= Extrait du document =

^^^^^^^^

Ducati 1098, Magnifico!

Par Cycle CanadaPublié le

Voilà la formule habituelle dans l’évolution des motos sportives : un nouveau modèle offre un peu plus de puissance, un peu moins de poids et un prix plus élevé de quelques centaines de dollars.

C’est bien ce à quoi on s’attend, d’où la surprise en constatant que la Ducati 1098 coûte 5 000 $ de moins – soit 19 995 $ – que la 999 qui lui cède la place. (Nous avons ici testé la version S de 24 995 $, la différence étant attribuable aux suspensions Ohlins). Certains pourront considérer cette baisse de prix comme une excuse de Ducati pour la 999, une machine esthétiquement audacieuse (quelques-uns diront esthétiquement désavantagée) trois fois championne du monde de Superbike, qui n’a jamais gagné sa place dans le cœur des amateurs auprès des 916, 996 et 998 qui l’ont précédée. Mais en plus d’être nouvelle, la 1098 est peut-être la plus importante mesure corrective de la part d’un fabricant dans toute l’histoire motocycliste.

En 1993, lorsque la 916 dessinée par Massimo Tamburini fit son apparition, les motocyclistes furent abasourdis. Cette monture fournissait les performances – sinon la puissance pure – pour tenir tête aux meilleures marques japonaises jusqu’à la ligne d’arrivée. Rapide, élancée, ravissante et exotique. Et même récemment, après 14 ans, les lecteurs d’un magazine britannique l’ont élue moto la plus désirable de l’Histoire. Elle était si excellente que durant dix ans tout ce que Ducati avait à faire était de parfaire ses performances par des augmentations de cylindrée, et les ventes suivaient. Mais rien n’est éternel et quand les photos de sa remplaçante de 2003 dessinée par Pierre Terblanche ont été publiées, le contrecoup fut unanime. Selon le public qui rageait sur les forums Internet et dans les lettres aux magazines, Terblanche avait détruit l’héritage de la 916 et de ses descendantes avec cette 999 – « Qu’est-ce qui lui a pris ? »

Terblanche a admis qu’il avait peut-être été un peu trop loin avec son design de la 999, mais il a aussi évoqué que la postérité serait plus indulgente envers sa moto, une façon détournée de dire qu’un jour le public remonterait à son niveau. Un peu arrogant, bien sûr, mais sans doute vrai : qui sait si dans 50 ans les formes de la 999 ne seront pas considérées comme « classiques modernes », tout comme l’architecture de Mies van der Rohe ou la simplicité pure d’une chaise de Marcel Breuer ? Mais un manufacturier de produits de consommation comme les motos doit en vendre un certain volume, contrairement à un architecte qui n’a besoin que d’un seul client pour appuyer sa vision. Ducati doit penser au présent; le futur n’a pas beaucoup d’importance si vous n’êtes plus dans les affaires. La 1098 est donc la réaction de Ducati à la pression du présent, et bien qu’elle ne ressemble pas à sa mère, elle reprend les longues jambes, la taille fine et le derrière rebondi de sa bien-aimée grand-mère.

^^^^^^^^

= Enregistrements =

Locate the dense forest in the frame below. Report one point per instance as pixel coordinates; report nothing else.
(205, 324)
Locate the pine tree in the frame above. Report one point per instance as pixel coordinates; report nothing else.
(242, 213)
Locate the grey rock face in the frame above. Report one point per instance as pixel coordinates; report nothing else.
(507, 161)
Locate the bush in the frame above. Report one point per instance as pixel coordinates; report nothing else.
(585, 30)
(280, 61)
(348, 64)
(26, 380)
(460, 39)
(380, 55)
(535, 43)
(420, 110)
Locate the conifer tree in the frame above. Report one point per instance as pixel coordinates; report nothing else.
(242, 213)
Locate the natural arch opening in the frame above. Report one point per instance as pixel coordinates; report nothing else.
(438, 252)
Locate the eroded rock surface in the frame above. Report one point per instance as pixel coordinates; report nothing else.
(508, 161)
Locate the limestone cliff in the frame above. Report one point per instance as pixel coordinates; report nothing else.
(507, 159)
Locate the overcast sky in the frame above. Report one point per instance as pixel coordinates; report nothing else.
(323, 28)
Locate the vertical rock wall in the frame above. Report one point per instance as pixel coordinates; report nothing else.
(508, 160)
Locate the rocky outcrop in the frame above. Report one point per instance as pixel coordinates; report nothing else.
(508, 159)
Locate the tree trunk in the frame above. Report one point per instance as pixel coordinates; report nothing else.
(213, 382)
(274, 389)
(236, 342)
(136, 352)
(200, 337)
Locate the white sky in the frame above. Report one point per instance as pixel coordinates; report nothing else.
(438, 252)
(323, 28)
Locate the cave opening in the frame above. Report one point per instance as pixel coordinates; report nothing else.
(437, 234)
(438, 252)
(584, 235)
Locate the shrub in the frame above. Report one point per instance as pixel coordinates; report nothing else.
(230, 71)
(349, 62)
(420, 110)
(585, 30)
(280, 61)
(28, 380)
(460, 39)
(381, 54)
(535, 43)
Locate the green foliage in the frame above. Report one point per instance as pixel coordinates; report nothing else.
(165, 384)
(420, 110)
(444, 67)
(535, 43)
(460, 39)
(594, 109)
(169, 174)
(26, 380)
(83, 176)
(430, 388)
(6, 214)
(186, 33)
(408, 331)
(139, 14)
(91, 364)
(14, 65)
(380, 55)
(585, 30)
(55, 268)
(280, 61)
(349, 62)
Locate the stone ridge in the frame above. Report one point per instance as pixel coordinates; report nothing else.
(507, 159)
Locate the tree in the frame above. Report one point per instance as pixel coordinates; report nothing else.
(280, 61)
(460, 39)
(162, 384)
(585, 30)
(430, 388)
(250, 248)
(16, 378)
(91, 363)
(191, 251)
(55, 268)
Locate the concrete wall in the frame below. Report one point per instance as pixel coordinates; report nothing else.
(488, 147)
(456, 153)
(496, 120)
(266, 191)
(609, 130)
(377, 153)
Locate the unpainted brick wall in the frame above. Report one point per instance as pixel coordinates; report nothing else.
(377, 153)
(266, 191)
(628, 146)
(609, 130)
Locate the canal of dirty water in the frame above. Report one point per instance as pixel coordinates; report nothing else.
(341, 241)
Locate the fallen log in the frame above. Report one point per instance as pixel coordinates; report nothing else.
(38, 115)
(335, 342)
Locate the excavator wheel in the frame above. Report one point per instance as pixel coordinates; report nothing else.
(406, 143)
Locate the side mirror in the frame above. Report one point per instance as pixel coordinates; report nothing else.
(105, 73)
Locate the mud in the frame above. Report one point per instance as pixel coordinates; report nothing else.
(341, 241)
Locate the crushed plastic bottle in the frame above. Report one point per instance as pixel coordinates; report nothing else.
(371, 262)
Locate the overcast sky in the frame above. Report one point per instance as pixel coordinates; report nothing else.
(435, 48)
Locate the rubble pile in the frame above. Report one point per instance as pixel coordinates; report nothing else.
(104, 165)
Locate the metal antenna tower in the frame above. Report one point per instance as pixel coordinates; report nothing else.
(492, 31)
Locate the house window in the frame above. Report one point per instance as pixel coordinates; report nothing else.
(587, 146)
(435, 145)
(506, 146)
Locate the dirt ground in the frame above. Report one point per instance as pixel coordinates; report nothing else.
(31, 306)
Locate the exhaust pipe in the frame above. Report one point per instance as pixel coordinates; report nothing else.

^^^^^^^^

= Consignes =
[a] Dans l'article sur la Ducati 1098, à quel prix la 1098 est-elle vendue ?
[b] Selon l'article sur la Ducati 1098, pourquoi Ducati ne pouvait-elle pas simplement attendre que la postérité juge la 999 plus favorablement ? Répondez en une à trois phrases.
[c] Rédigez la suite de l'article sur la Ducati 1098 à partir de sa dernière phrase.
Les enregistrements proviennent d'une autre source que l'extrait.

= Réponses =
[a] 19 995 $, soit 5 000 $ de moins que la 999.

[b] Un fabricant de produits de consommation comme les motos doit en vendre un certain volume, alors qu'un architecte n'a besoin que d'un seul client pour appuyer sa vision. Ducati doit donc penser au présent, car le futur importe peu si l'on n'est plus en affaires.

[c]
Sa fiche technique révèle que le guidon de la 1098S se rapproche de seulement un demi-pouce vers le pilote, par rapport à celui de la 999, mais c’est assez pour atténuer l’impression qu’on avait sur la 999 de devoir s’étirer loin au-dessus du réservoir. La position de conduite est désormais plus compacte, très japonaise, mais pas aussi confortable car elle soulève le derrière du pilote et oblige à une pente de la selle vers l’avant, ce qui vous rapproche le nez du réservoir et force les poignets. (Incidemment, la selle plate de la 999 visait à éliminer les critiques envers la selle penchée de la 916, et on suspecte M. Terblanche de n’avoir aucune sympathie envers l’inconfort du pilote de la 1098.) En élevant la selle de la 1098S d’un demi-pouce plus haut que celle de la 999, on accorde aussi presque un pouce de plus aux jambes sans sacrifier à la garde au sol dans les virages. Cette position de conduite reconfigurée transforme aussi l’interaction entre l’homme et sa machine. Il est plus facile de s’y déplacer, de s’y pencher dans les virages et d’avoir un bon effet de levier sur le guidon. Ce dernier point est particulièrement intéressant, puisque la direction de la 1098S est plus légère que celle de la 999, malgré l’angle de chasse identique et l’empattement de 1 430 mm (56,3 po) plus long que celui de la 999 à 1 419 mm (55,9 po). Peut-être cette nouvelle agilité découle-t-elle de la masse inférieure du moteur, car Ducati affirme que cinq des 10,5 kilos perdus proviennent du moteur, sans spécifier si cette économie s’applique aux pièces rotatives ou fixes.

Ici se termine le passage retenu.